Import Vocabulary from Word Documents

This skill extracts Arabic vocabulary from .docx files and imports them into the flashcard system.

Workflow Overview

•Extract → Parse .docx with pandoc
•Generate → Create markdown file with extracted vocabulary
•Confirm → Ask user which words to import
•Import → Create cards via API
•Archive → Move files to processed/ folder

Step 1: Extract Text from Document

Use pandoc to convert the Word document to markdown:

bash

pandoc "path/to/document.docx" -t markdown

Step 2: Parse and Generate Markdown

From the extracted content, identify vocabulary entries and create a markdown file in the same directory as the source document.

Filename pattern: {original_name}.vocab.md

Example: صفات.docx → صفات.vocab.md

Markdown format:

markdown

# Vocabulary: صفات (Adjectives)

Source: صفات.docx
Extracted: 2024-01-15
Category: Adjectives

## Words

| # | Arabic | English | Notes | Import |
|---|--------|---------|-------|--------|
| 1 | جديد / جديدة | new | masc/fem | ✓ |
| 2 | قديم / قديمة | old | masc/fem | ✓ |
| 3 | ثقيل / ثقيلة | heavy | masc/fem | ✓ |
| 4 | خفيف / خفيفة | light | masc/fem | ✓ |

## Summary

- Total words found: 12
- Ready to import: 12
- Skipped: 0

Parsing rules:

•Strip {dir="rtl"} markers from Arabic text
•Ignore image references like ![...](media/...)
•Skip exercise blanks (____), instructions, non-vocabulary content
•Handle masculine/feminine pairs: "جديد- جديدة" → "جديد / جديدة"
•Preserve Arabic diacritics (tashkeel)

▶ _Entries shown_
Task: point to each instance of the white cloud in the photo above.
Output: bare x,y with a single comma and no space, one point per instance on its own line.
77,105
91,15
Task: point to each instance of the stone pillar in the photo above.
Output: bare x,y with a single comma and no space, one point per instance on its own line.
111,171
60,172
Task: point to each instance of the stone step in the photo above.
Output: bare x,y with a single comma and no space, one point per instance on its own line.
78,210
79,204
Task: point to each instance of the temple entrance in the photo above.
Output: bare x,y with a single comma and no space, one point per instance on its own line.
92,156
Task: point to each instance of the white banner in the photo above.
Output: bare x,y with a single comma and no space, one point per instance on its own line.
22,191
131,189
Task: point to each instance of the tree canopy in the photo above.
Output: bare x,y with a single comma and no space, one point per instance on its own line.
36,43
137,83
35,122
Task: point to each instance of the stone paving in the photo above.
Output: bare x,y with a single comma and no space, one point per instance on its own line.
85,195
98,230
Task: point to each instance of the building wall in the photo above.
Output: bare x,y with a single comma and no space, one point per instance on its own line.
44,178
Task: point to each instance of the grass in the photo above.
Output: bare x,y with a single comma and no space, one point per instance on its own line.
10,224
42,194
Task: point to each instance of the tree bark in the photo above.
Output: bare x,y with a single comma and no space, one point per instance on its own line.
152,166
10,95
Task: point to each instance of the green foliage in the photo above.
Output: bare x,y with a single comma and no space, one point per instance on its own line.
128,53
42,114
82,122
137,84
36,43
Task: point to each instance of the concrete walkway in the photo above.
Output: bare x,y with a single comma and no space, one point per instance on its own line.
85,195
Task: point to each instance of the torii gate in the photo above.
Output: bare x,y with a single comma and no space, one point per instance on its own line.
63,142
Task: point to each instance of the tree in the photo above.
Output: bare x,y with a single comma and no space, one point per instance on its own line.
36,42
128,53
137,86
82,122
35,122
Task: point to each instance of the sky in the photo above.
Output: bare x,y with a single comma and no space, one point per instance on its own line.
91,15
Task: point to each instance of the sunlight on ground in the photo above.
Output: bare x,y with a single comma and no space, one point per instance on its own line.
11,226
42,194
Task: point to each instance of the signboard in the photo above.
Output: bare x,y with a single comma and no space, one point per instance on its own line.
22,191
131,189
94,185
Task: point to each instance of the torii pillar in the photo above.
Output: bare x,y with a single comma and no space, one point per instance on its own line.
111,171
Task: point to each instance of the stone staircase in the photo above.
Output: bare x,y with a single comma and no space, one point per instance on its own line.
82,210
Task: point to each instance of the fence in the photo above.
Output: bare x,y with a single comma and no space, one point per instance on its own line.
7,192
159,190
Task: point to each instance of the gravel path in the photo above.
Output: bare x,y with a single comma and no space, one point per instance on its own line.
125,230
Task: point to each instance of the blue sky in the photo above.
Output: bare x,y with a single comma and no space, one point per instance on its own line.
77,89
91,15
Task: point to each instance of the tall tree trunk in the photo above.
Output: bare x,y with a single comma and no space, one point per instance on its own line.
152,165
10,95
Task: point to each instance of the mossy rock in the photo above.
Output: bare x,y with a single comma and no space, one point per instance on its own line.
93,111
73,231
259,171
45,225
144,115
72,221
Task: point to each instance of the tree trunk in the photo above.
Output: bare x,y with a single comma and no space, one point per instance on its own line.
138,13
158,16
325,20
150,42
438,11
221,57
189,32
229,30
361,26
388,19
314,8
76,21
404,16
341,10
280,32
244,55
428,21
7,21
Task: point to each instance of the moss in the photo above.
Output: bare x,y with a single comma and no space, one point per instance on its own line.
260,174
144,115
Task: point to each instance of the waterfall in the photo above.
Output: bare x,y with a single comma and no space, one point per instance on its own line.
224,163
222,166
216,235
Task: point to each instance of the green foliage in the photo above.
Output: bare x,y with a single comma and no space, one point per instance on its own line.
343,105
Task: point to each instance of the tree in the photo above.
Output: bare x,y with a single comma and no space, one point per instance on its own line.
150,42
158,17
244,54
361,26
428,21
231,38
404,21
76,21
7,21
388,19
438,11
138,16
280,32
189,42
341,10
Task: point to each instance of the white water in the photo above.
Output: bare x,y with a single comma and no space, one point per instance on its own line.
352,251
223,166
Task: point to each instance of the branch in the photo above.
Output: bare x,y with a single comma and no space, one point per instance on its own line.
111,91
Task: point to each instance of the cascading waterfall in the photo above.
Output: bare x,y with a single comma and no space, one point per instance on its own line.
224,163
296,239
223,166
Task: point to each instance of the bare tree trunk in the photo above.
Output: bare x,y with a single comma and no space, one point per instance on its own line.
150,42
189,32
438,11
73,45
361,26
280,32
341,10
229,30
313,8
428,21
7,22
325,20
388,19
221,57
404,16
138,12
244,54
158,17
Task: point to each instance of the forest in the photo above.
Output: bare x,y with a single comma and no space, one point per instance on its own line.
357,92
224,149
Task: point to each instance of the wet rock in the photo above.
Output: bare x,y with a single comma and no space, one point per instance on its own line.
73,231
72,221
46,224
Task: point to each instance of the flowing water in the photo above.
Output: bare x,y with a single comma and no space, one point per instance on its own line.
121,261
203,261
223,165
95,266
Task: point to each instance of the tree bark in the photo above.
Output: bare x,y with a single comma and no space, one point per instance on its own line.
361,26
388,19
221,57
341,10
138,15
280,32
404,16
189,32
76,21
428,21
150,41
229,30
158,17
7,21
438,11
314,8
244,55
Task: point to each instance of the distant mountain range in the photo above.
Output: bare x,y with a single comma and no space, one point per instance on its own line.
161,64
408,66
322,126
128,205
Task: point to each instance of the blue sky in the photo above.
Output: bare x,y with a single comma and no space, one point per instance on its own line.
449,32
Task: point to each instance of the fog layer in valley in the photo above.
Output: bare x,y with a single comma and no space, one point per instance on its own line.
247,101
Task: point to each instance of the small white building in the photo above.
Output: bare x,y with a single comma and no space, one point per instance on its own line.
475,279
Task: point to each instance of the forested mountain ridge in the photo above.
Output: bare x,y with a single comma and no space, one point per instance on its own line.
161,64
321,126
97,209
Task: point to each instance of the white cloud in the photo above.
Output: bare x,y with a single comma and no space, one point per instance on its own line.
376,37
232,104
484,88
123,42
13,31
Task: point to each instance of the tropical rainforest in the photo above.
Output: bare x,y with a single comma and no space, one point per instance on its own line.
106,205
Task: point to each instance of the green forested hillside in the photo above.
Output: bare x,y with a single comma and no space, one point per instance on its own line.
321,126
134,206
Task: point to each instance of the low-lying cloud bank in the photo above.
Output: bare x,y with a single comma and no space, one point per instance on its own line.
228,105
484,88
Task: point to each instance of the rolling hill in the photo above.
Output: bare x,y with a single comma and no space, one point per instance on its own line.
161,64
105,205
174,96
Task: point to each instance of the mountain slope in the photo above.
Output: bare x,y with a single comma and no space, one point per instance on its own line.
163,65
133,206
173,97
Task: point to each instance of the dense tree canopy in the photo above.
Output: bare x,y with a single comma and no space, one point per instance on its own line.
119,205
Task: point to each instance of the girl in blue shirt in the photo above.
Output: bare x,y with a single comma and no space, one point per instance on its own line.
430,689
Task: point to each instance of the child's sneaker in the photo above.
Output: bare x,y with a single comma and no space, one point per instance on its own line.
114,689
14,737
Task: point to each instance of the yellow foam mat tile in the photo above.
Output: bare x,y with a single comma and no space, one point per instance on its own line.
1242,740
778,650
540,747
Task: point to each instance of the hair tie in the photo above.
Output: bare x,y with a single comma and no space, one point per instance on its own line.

▶ _Tasks for this exercise_
1 - In the vocabulary import guide, what tool converts the Word document to markdown?
2 - Set down the vocabulary import guide's text from "From the extracted" up to and including "Vocabulary: صفات (Adjectives)".

▶ _Task-by-task results_
1 - Pandoc.

2 -
From the extracted content, identify vocabulary entries and create a markdown file in the same directory as the source document.

Filename pattern: {original_name}.vocab.md

Example: صفات.docx → صفات.vocab.md

Markdown format:

markdown

# Vocabulary: صفات (Adjectives)